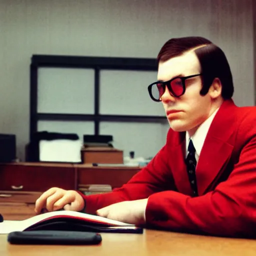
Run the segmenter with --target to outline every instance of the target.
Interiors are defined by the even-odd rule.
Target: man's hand
[[[34,211],[40,214],[44,208],[48,212],[64,208],[64,210],[80,211],[84,206],[84,198],[78,192],[52,188],[36,200]]]
[[[148,198],[118,202],[99,209],[98,215],[136,225],[144,224]]]

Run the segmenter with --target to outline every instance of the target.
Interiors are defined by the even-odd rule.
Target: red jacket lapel
[[[237,128],[236,108],[232,100],[224,101],[210,126],[196,169],[199,196],[222,174],[230,160]]]
[[[210,126],[201,152],[196,170],[198,192],[203,194],[224,169],[230,159],[237,126],[234,113],[237,107],[232,100],[225,100]],[[185,132],[170,130],[166,144],[168,164],[178,191],[192,195],[185,164]]]

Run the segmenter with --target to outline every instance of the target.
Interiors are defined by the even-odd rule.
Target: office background
[[[235,102],[254,105],[254,5],[253,0],[0,0],[0,132],[16,134],[17,156],[24,160],[32,54],[154,58],[172,37],[200,36],[220,46],[231,66]],[[127,86],[136,78],[129,76]],[[126,128],[120,125],[116,132]],[[133,132],[126,140],[136,143],[136,132],[145,142],[138,155],[149,156],[148,148],[152,155],[164,144],[166,125],[128,126]]]

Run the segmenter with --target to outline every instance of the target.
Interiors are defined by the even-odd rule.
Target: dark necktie
[[[188,179],[191,185],[191,188],[193,190],[194,196],[196,196],[198,195],[198,187],[196,186],[196,156],[194,156],[196,149],[193,145],[192,140],[190,140],[188,150],[188,154],[186,160],[186,170],[188,171]]]

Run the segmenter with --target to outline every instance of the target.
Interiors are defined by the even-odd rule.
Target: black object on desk
[[[10,233],[8,240],[13,244],[97,244],[102,236],[78,231],[18,231]]]

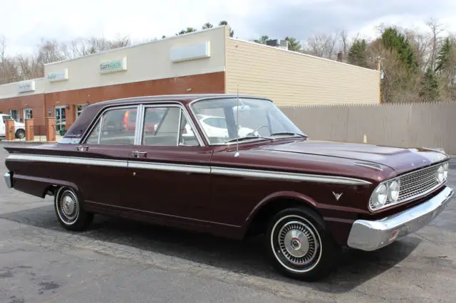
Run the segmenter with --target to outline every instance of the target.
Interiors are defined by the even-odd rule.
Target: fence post
[[[34,141],[33,119],[26,119],[26,141]]]
[[[48,142],[56,142],[56,118],[53,117],[46,118],[46,139]]]
[[[5,137],[6,140],[14,140],[15,138],[14,120],[5,120]]]

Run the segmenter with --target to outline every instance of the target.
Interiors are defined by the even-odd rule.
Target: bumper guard
[[[3,176],[5,179],[5,183],[6,184],[6,186],[9,188],[11,188],[13,187],[13,181],[11,180],[11,175],[9,173],[6,173]]]
[[[375,221],[356,220],[348,235],[349,247],[375,250],[415,233],[437,217],[448,205],[454,191],[446,186],[437,196],[401,213]]]

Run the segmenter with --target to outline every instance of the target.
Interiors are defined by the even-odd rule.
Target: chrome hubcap
[[[304,223],[287,223],[279,231],[278,238],[282,255],[291,263],[306,265],[315,259],[318,245],[315,234]]]
[[[71,223],[77,218],[79,212],[78,199],[72,191],[66,191],[62,193],[59,204],[62,218],[67,223]]]

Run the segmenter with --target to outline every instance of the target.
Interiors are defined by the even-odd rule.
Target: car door
[[[87,203],[95,206],[125,208],[130,196],[126,191],[128,161],[136,137],[138,105],[115,107],[105,110],[77,147],[80,159],[72,171]],[[126,125],[125,117],[130,123]]]
[[[140,116],[140,143],[128,161],[131,207],[172,220],[208,218],[212,150],[204,146],[185,109],[145,105]]]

WHAT TO DO:
Convert every line of the records above into a Markdown table with two columns, Row and Line, numbering the rows in order. Skip blank lines, and omit the pictures from the table.

FULL SOLUTION:
| Row | Line |
|---|---|
| 1 | Run the segmenter with --target to outline every instance of the target. |
| 2 | Interiors are defined by the even-odd rule. |
| 3 | Target: man's hand |
| 4 | [[[34,211],[40,214],[44,208],[48,212],[64,208],[64,210],[80,211],[84,206],[84,198],[78,192],[52,188],[36,200]]] |
| 5 | [[[148,198],[118,202],[99,209],[98,215],[136,225],[144,224]]] |
| 6 | Run the segmenter with --target to outline every instance of the target. |
| 7 | Interiors are defined by the even-odd rule. |
| 8 | Target: red jacket lapel |
| 9 | [[[237,128],[236,108],[232,100],[224,101],[210,126],[196,169],[199,196],[222,174],[230,160]]] |
| 10 | [[[210,126],[201,152],[196,170],[198,192],[203,194],[224,169],[230,159],[237,126],[234,113],[237,107],[232,100],[225,100]],[[185,132],[170,130],[166,144],[168,164],[178,191],[192,195],[185,164]]] |
| 11 | Run the segmenter with --target to outline every instance of the target. |
| 12 | Interiors are defined by the even-odd rule. |
| 13 | Target: office background |
| 14 | [[[235,102],[254,105],[254,5],[253,0],[0,0],[0,132],[16,134],[17,156],[24,160],[32,54],[154,58],[172,37],[200,36],[220,46],[231,66]],[[127,86],[136,78],[129,76]],[[126,128],[120,125],[116,132]],[[133,132],[126,140],[136,143],[136,132],[145,142],[138,155],[149,156],[148,148],[152,155],[164,144],[166,125],[128,126]]] |
| 15 | Run the segmenter with --target to outline every instance of the target. |
| 16 | Interiors are defined by the even-odd rule. |
| 17 | Target: dark necktie |
| 18 | [[[188,179],[191,185],[191,188],[193,190],[194,196],[196,196],[198,195],[198,187],[196,186],[196,156],[194,156],[196,149],[193,145],[192,140],[190,140],[188,150],[188,154],[186,160],[186,170],[188,171]]] |
| 19 | Run the segmenter with --target to outline every instance of the target. |
| 20 | Interiors are defined by the even-odd rule. |
| 21 | Target: black object on desk |
| 22 | [[[10,233],[8,240],[13,244],[97,244],[102,236],[78,231],[18,231]]] |
| 23 | Run the segmenter with --target to outline every instance of the target. |
| 24 | Interiors are defined by the even-odd rule. |
| 25 | Target: fence post |
| 26 | [[[34,141],[33,119],[26,119],[26,141]]] |
| 27 | [[[48,142],[56,142],[56,118],[53,117],[46,118],[46,139]]] |
| 28 | [[[5,137],[6,140],[14,140],[15,138],[14,120],[5,120]]] |
| 29 | Run the segmenter with --target to outline every instance of the target. |
| 30 | Interiors are defined by the even-odd rule. |
| 31 | Target: bumper guard |
| 32 | [[[3,176],[5,179],[5,183],[6,184],[6,186],[9,188],[11,188],[13,187],[13,181],[11,180],[11,175],[9,173],[6,173]]] |
| 33 | [[[375,221],[356,220],[348,235],[349,247],[375,250],[415,233],[437,217],[448,205],[454,191],[446,186],[437,196],[401,213]]] |
| 34 | Run the segmenter with --target to outline every instance of the target. |
| 35 | Interiors are defined by the even-odd rule. |
| 36 | Target: chrome hubcap |
| 37 | [[[304,223],[287,223],[279,231],[278,238],[282,255],[291,263],[306,265],[315,259],[318,245],[315,234]]] |
| 38 | [[[71,223],[77,218],[79,212],[78,199],[72,191],[66,191],[62,193],[59,204],[62,218],[67,223]]] |
| 39 | Run the segmenter with --target to outline every instance of the target. |
| 40 | Interiors are defined by the even-odd rule. |
| 41 | Target: car door |
| 42 | [[[87,203],[95,206],[125,208],[130,196],[126,191],[128,161],[136,137],[138,105],[115,107],[105,110],[77,147],[80,159],[72,171]],[[126,125],[125,117],[130,123]]] |
| 43 | [[[140,116],[140,143],[128,161],[131,207],[172,220],[208,218],[212,150],[204,146],[185,109],[145,105]]] |